*** Opening Data for review ***

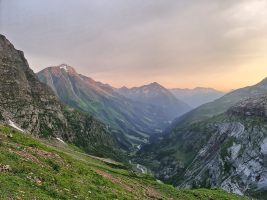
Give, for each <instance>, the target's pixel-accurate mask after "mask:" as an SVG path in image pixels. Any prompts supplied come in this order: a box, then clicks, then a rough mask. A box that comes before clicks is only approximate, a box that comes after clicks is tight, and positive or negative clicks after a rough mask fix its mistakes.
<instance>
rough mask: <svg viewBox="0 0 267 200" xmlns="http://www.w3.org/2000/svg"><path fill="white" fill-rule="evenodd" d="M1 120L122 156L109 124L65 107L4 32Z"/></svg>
mask: <svg viewBox="0 0 267 200" xmlns="http://www.w3.org/2000/svg"><path fill="white" fill-rule="evenodd" d="M0 121H1V123H2V124H11V125H13V126H16V127H18V128H19V129H21V130H22V129H23V130H24V131H25V132H27V133H31V134H34V135H38V136H40V137H47V138H52V137H54V138H59V139H61V140H64V141H65V142H69V143H72V144H75V145H77V146H79V147H81V148H82V149H84V150H85V151H87V152H90V153H93V154H95V155H99V156H108V157H110V156H111V157H119V155H120V153H119V150H118V148H117V147H118V143H117V141H116V139H115V136H114V135H112V134H111V132H110V131H109V130H108V129H107V127H106V125H104V124H103V123H101V122H99V121H97V120H96V119H94V118H93V117H92V116H89V115H87V114H83V113H81V112H78V111H75V110H73V109H70V108H68V107H66V106H64V105H63V104H62V103H61V102H60V101H59V99H58V98H57V97H56V96H55V95H54V93H53V91H52V90H51V89H50V88H49V87H47V86H46V85H45V84H43V83H41V82H40V81H39V80H38V78H37V76H36V75H35V74H34V72H33V71H32V70H31V69H30V68H29V65H28V63H27V60H26V59H25V57H24V55H23V52H22V51H19V50H16V49H15V48H14V46H13V45H12V44H11V43H10V42H9V41H8V40H7V39H6V38H5V37H4V36H3V35H0Z"/></svg>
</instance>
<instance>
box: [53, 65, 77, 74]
mask: <svg viewBox="0 0 267 200" xmlns="http://www.w3.org/2000/svg"><path fill="white" fill-rule="evenodd" d="M57 68H59V69H61V70H64V71H65V72H67V73H69V72H71V73H75V74H76V71H75V69H74V68H73V67H71V66H69V65H67V64H61V65H59V66H58V67H57Z"/></svg>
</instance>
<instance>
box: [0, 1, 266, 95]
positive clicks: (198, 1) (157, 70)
mask: <svg viewBox="0 0 267 200" xmlns="http://www.w3.org/2000/svg"><path fill="white" fill-rule="evenodd" d="M0 33H1V34H4V35H5V36H6V37H7V38H8V39H9V40H10V41H11V42H12V43H13V44H14V45H15V46H16V47H17V48H18V49H21V50H23V51H24V53H25V55H26V57H27V59H28V62H29V64H30V67H31V68H33V69H34V71H35V72H37V71H39V70H41V69H43V68H45V67H47V66H54V65H59V64H61V63H67V64H69V65H72V66H74V67H75V68H76V70H77V71H78V72H79V73H82V74H84V75H88V76H90V77H92V78H94V79H96V80H99V81H102V82H105V83H110V84H111V85H113V86H116V87H120V86H123V85H126V86H139V85H142V84H146V83H149V82H154V81H157V82H159V83H160V84H162V85H164V86H166V87H169V88H173V87H180V88H193V87H196V86H203V87H213V88H216V89H219V90H223V91H229V90H231V89H235V88H239V87H244V86H247V85H252V84H255V83H257V82H259V81H260V80H261V79H263V78H265V77H267V1H265V0H237V1H236V0H46V1H44V0H25V1H21V0H0Z"/></svg>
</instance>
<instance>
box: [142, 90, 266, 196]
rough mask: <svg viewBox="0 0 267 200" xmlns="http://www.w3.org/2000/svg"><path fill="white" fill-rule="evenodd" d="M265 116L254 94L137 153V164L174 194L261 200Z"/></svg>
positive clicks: (176, 132) (162, 139)
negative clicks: (227, 108)
mask: <svg viewBox="0 0 267 200" xmlns="http://www.w3.org/2000/svg"><path fill="white" fill-rule="evenodd" d="M266 110H267V95H266V94H263V93H262V94H261V95H259V94H256V95H254V96H253V97H250V98H245V99H242V100H241V101H239V102H238V103H237V104H235V105H234V106H232V107H230V108H229V109H228V110H227V112H225V113H223V114H221V115H217V116H214V117H213V118H210V119H206V120H202V121H199V122H195V123H192V124H187V125H183V126H178V127H176V128H175V129H173V131H172V132H171V133H170V134H169V135H168V136H166V137H165V138H159V140H158V141H157V142H155V143H154V144H151V145H148V146H145V147H144V148H143V149H142V150H141V151H140V152H139V153H140V155H139V156H140V157H141V158H142V159H141V160H143V163H142V164H146V165H147V166H149V167H150V168H151V169H152V170H154V172H155V175H156V176H157V177H158V178H160V179H161V180H163V181H165V182H169V183H172V184H174V185H176V186H177V187H178V188H202V187H205V188H222V189H224V190H226V191H227V192H231V193H237V194H241V195H250V196H254V197H257V198H259V199H264V195H266V194H267V124H266V119H267V112H266ZM139 162H140V160H139Z"/></svg>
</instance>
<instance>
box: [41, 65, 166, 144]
mask: <svg viewBox="0 0 267 200" xmlns="http://www.w3.org/2000/svg"><path fill="white" fill-rule="evenodd" d="M37 76H38V78H39V80H40V81H41V82H43V83H45V84H47V85H48V86H49V87H50V88H52V90H53V91H54V92H55V94H56V95H57V96H58V97H59V98H60V99H61V100H62V101H63V102H64V103H66V104H67V105H69V106H71V107H74V108H77V109H79V110H81V111H84V112H88V113H90V114H92V115H93V116H96V117H97V118H98V119H99V120H101V121H103V122H104V123H105V124H108V125H109V126H110V127H111V128H112V131H113V132H119V133H120V137H119V138H120V140H123V143H124V144H125V145H126V146H131V145H134V146H136V147H137V146H138V145H139V144H142V143H145V142H146V141H147V140H148V137H149V136H150V135H153V134H154V133H157V132H161V131H162V130H163V129H164V128H166V127H167V126H168V125H169V122H168V120H166V119H165V118H166V116H165V115H164V114H163V108H162V107H159V106H156V105H152V104H147V103H143V102H138V101H135V100H131V99H129V98H126V97H124V96H122V95H120V94H119V93H118V92H117V91H114V89H113V88H112V87H111V86H109V85H107V84H103V83H101V82H97V81H95V80H93V79H92V78H89V77H86V76H84V75H81V74H78V73H77V72H76V71H75V69H74V68H73V67H71V66H68V65H66V64H62V65H59V66H54V67H48V68H46V69H44V70H42V71H40V72H39V73H37ZM125 137H126V139H123V138H125ZM121 142H122V141H121Z"/></svg>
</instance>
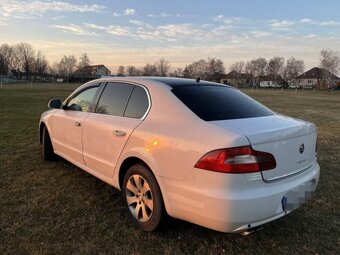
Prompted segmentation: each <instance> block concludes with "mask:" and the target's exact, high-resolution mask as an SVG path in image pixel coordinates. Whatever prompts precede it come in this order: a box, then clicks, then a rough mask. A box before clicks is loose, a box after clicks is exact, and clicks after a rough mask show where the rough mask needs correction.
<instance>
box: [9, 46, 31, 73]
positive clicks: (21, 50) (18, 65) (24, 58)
mask: <svg viewBox="0 0 340 255" xmlns="http://www.w3.org/2000/svg"><path fill="white" fill-rule="evenodd" d="M14 54H15V58H16V60H17V63H18V68H19V71H21V72H24V73H25V76H26V79H29V78H30V76H31V73H32V72H33V69H34V62H35V57H34V55H35V52H34V49H33V47H32V45H31V44H29V43H18V44H17V45H16V46H15V47H14Z"/></svg>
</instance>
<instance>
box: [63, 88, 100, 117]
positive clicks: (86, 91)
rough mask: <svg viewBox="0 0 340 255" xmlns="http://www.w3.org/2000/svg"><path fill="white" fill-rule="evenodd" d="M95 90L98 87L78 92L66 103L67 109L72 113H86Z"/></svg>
mask: <svg viewBox="0 0 340 255" xmlns="http://www.w3.org/2000/svg"><path fill="white" fill-rule="evenodd" d="M97 89H98V87H92V88H88V89H87V90H84V91H83V92H80V93H79V94H78V95H76V96H75V97H74V98H72V99H71V100H70V101H69V102H68V104H67V109H68V110H73V111H80V112H87V111H88V110H89V108H90V105H91V102H92V99H93V97H94V95H95V94H96V92H97Z"/></svg>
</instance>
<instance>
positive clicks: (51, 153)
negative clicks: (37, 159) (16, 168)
mask: <svg viewBox="0 0 340 255" xmlns="http://www.w3.org/2000/svg"><path fill="white" fill-rule="evenodd" d="M42 155H43V159H44V160H46V161H52V160H55V159H56V155H55V154H54V151H53V146H52V142H51V138H50V135H49V133H48V131H47V128H46V127H44V129H43V134H42Z"/></svg>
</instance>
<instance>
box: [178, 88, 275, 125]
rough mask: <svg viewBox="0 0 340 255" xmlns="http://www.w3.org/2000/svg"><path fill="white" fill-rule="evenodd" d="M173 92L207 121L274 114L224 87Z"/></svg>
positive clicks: (250, 117)
mask: <svg viewBox="0 0 340 255" xmlns="http://www.w3.org/2000/svg"><path fill="white" fill-rule="evenodd" d="M172 92H173V93H174V94H175V95H176V96H177V97H178V98H179V99H180V100H181V101H182V102H183V103H184V104H185V105H186V106H187V107H188V108H189V109H190V110H191V111H193V112H194V113H195V114H196V115H197V116H198V117H200V118H201V119H203V120H205V121H213V120H228V119H241V118H253V117H261V116H268V115H273V114H274V113H273V112H272V111H271V110H269V109H268V108H266V107H265V106H263V105H262V104H260V103H258V102H257V101H255V100H253V99H252V98H250V97H248V96H246V95H245V94H243V93H242V92H240V91H238V90H236V89H233V88H228V87H224V86H200V85H197V86H185V87H177V88H174V89H173V90H172Z"/></svg>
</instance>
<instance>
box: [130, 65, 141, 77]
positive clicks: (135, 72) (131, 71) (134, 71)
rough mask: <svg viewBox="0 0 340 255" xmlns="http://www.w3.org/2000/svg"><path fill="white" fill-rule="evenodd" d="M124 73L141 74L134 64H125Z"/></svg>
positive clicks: (134, 75)
mask: <svg viewBox="0 0 340 255" xmlns="http://www.w3.org/2000/svg"><path fill="white" fill-rule="evenodd" d="M126 74H127V75H128V76H140V75H142V71H141V70H139V69H137V68H136V67H135V66H127V67H126Z"/></svg>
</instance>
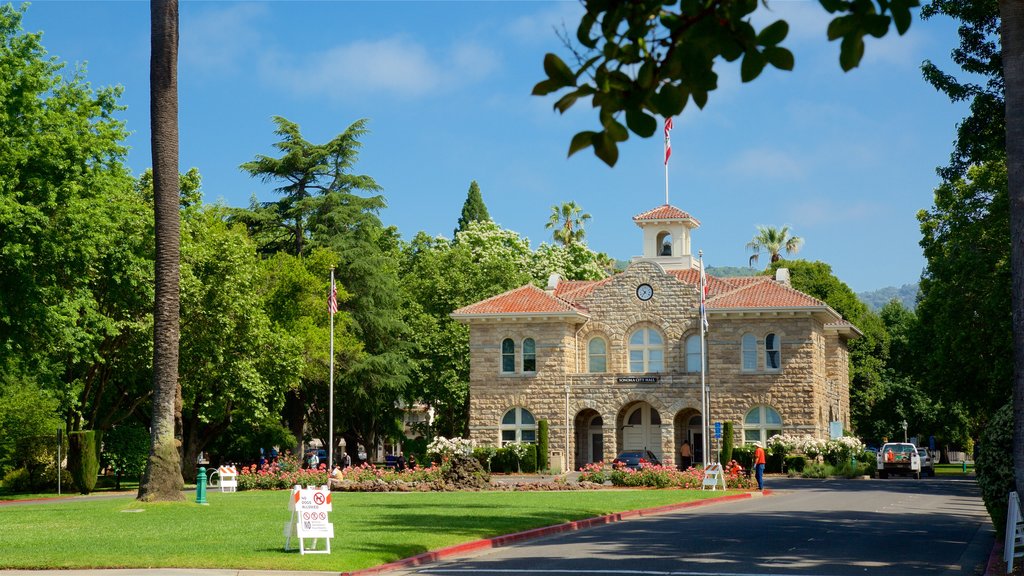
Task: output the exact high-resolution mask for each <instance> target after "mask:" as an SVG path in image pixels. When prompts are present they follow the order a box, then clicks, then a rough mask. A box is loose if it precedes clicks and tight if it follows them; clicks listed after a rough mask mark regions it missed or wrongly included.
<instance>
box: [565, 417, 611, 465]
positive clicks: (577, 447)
mask: <svg viewBox="0 0 1024 576" xmlns="http://www.w3.org/2000/svg"><path fill="white" fill-rule="evenodd" d="M572 428H573V429H574V430H575V445H577V446H575V469H580V468H582V467H583V466H585V465H587V464H590V463H592V462H600V461H601V460H603V459H604V420H603V419H602V418H601V415H600V414H599V413H598V412H597V410H594V409H591V408H587V409H585V410H582V411H580V413H579V414H577V417H575V420H574V421H573V423H572Z"/></svg>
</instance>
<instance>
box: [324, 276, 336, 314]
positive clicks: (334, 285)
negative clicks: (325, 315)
mask: <svg viewBox="0 0 1024 576" xmlns="http://www.w3.org/2000/svg"><path fill="white" fill-rule="evenodd" d="M327 307H328V310H329V311H331V314H332V315H335V314H338V287H337V286H335V285H334V282H333V281H332V282H331V295H330V296H329V297H328V299H327Z"/></svg>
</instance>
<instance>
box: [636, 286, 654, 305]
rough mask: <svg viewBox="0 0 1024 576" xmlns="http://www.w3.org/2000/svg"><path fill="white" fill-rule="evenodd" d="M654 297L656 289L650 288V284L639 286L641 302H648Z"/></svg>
mask: <svg viewBox="0 0 1024 576" xmlns="http://www.w3.org/2000/svg"><path fill="white" fill-rule="evenodd" d="M653 295H654V289H653V288H651V287H650V284H641V285H640V286H637V297H638V298H640V299H641V300H644V301H647V300H649V299H650V297H651V296H653Z"/></svg>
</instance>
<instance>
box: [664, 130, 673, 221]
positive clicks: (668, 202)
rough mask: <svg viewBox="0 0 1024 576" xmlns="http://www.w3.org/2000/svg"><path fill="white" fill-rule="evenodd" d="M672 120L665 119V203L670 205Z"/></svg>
mask: <svg viewBox="0 0 1024 576" xmlns="http://www.w3.org/2000/svg"><path fill="white" fill-rule="evenodd" d="M672 127H673V126H672V118H671V117H669V118H666V119H665V203H666V204H668V203H669V158H671V157H672V140H670V139H669V130H672Z"/></svg>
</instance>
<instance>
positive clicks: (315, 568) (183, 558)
mask: <svg viewBox="0 0 1024 576" xmlns="http://www.w3.org/2000/svg"><path fill="white" fill-rule="evenodd" d="M289 495H290V492H287V491H267V492H260V491H254V492H239V493H233V494H232V493H227V494H224V493H220V492H210V493H208V495H207V500H208V501H209V505H207V506H200V505H197V504H196V503H195V495H194V494H193V495H189V498H190V499H189V501H188V502H186V503H154V504H142V503H139V502H136V501H135V500H134V499H133V498H131V497H115V498H102V499H101V498H91V499H90V498H84V499H71V500H62V501H58V502H49V503H38V504H37V503H31V504H13V505H11V504H8V505H2V506H0V542H3V544H2V546H0V549H2V552H0V569H15V568H16V569H41V568H61V569H71V568H150V567H152V568H164V567H167V568H227V569H255V570H326V571H336V572H342V571H350V570H357V569H360V568H367V567H371V566H376V565H379V564H384V563H387V562H392V561H395V560H399V559H402V558H408V557H411V556H415V554H418V553H420V552H424V551H427V550H431V549H436V548H441V547H444V546H449V545H452V544H457V543H460V542H466V541H470V540H475V539H478V538H485V537H490V536H498V535H502V534H510V533H514V532H519V531H522V530H527V529H530V528H538V527H542V526H550V525H554V524H560V523H563V522H567V521H571V520H581V519H586V518H592V517H596V516H601V515H605V513H610V512H614V511H624V510H630V509H637V508H645V507H651V506H659V505H666V504H671V503H676V502H684V501H688V500H695V499H700V498H710V497H715V496H722V495H723V493H722V492H710V491H709V492H700V491H694V490H597V491H573V492H453V493H430V492H413V493H342V492H336V493H334V495H333V505H334V511H333V512H332V513H331V522H332V523H333V524H334V530H335V538H334V539H333V541H332V553H331V554H330V556H328V554H305V556H300V554H299V553H298V552H297V551H295V550H294V548H295V547H296V546H297V541H296V540H295V539H294V538H293V541H292V546H293V551H291V552H286V551H285V537H284V536H283V532H282V530H283V527H284V525H285V524H286V523H287V522H288V521H289V519H290V512H289V511H288V498H289ZM321 545H322V546H323V543H322V544H321Z"/></svg>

*** Closing Data for review ***

## Requirement
Count the lines in the items above that contain the string "come", treating uppercase and lowercase as distinct, and give only the number.

## Answer to the exercise
2